- **Goal**
Rewrite the stretch of the listing from the line containing "Where can you find the white sky" through the end of the listing, keeping the request lines and offsetting every coordinate in the marker points by 53. Leave the pictures out.
::::
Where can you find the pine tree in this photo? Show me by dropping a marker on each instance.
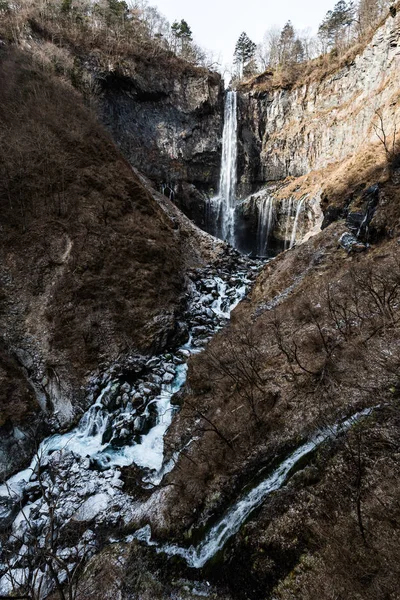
(245, 51)
(336, 25)
(182, 34)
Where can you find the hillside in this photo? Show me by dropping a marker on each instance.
(201, 423)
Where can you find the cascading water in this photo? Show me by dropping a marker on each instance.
(223, 205)
(265, 221)
(288, 207)
(237, 514)
(296, 222)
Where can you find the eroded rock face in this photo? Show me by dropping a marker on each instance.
(289, 132)
(92, 263)
(167, 120)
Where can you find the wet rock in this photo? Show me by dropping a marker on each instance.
(168, 377)
(351, 244)
(9, 508)
(92, 507)
(125, 388)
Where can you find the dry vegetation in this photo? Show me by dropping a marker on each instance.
(319, 339)
(91, 265)
(297, 74)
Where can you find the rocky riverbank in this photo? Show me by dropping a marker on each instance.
(75, 478)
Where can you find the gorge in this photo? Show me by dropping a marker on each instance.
(199, 318)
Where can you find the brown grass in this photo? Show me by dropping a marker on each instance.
(89, 260)
(314, 71)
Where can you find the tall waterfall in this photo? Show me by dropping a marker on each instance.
(296, 222)
(227, 185)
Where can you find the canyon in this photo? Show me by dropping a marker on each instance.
(200, 336)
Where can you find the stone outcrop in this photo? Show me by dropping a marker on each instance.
(290, 132)
(315, 127)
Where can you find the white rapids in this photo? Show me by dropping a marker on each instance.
(237, 514)
(87, 439)
(222, 207)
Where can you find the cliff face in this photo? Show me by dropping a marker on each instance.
(92, 259)
(167, 120)
(292, 132)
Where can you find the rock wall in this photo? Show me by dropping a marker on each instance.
(167, 120)
(290, 132)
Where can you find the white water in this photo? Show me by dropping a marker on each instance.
(265, 220)
(288, 209)
(233, 519)
(226, 199)
(86, 440)
(296, 223)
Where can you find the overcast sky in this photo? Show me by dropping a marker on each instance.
(217, 24)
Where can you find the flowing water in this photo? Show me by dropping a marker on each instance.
(236, 515)
(296, 223)
(221, 212)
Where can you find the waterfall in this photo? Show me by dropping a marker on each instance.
(227, 184)
(288, 209)
(265, 218)
(296, 221)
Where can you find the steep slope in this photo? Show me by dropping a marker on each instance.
(317, 139)
(92, 264)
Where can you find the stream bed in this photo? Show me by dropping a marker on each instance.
(76, 476)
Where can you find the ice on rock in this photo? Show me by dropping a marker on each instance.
(92, 507)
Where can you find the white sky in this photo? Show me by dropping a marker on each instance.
(217, 24)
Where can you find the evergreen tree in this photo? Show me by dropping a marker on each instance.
(336, 25)
(286, 44)
(245, 51)
(298, 51)
(182, 34)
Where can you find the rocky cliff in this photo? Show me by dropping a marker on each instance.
(311, 137)
(93, 260)
(167, 119)
(324, 120)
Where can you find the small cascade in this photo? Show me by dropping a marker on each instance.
(231, 522)
(288, 207)
(223, 206)
(296, 223)
(265, 222)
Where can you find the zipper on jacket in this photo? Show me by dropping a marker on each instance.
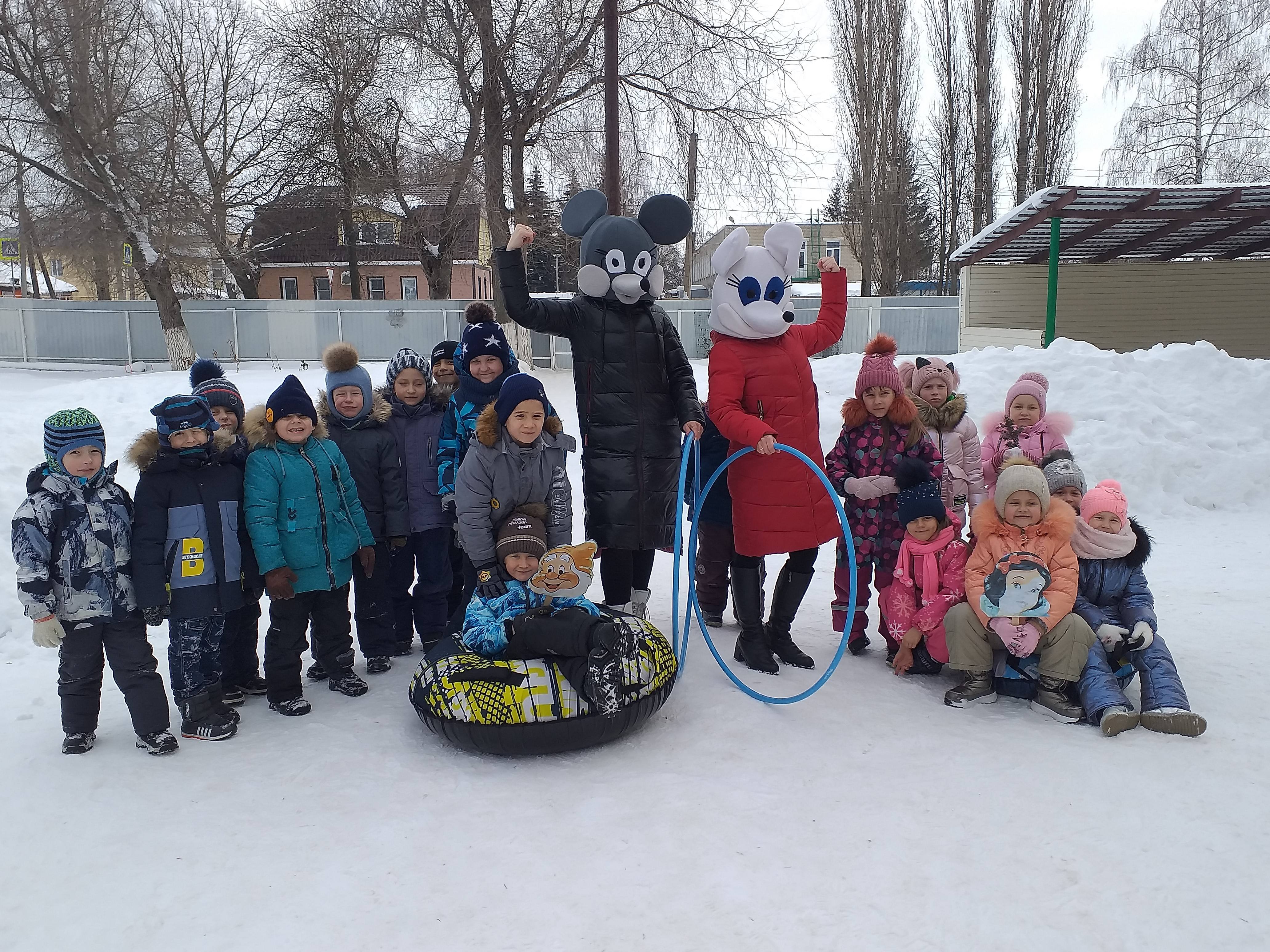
(322, 516)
::::
- **Output for this exercise**
Where can you find the white sky in this photo? Show me by dropping a marker on each instance.
(270, 77)
Where can you find the evergreen tree in this photo? Show me by dropping a marker on each instance.
(389, 78)
(339, 97)
(298, 104)
(351, 104)
(235, 87)
Where can you find the rocky cliff in this photo? Show me by dropping a marker on each instance.
(364, 190)
(146, 313)
(220, 172)
(377, 173)
Where can you find the small cascade in this photo? Show me by dropping a marker on each instance.
(284, 575)
(341, 260)
(276, 259)
(349, 276)
(318, 275)
Where can you find the zipper on jacket in this photo? Show me by dropping a marker on each instance.
(375, 569)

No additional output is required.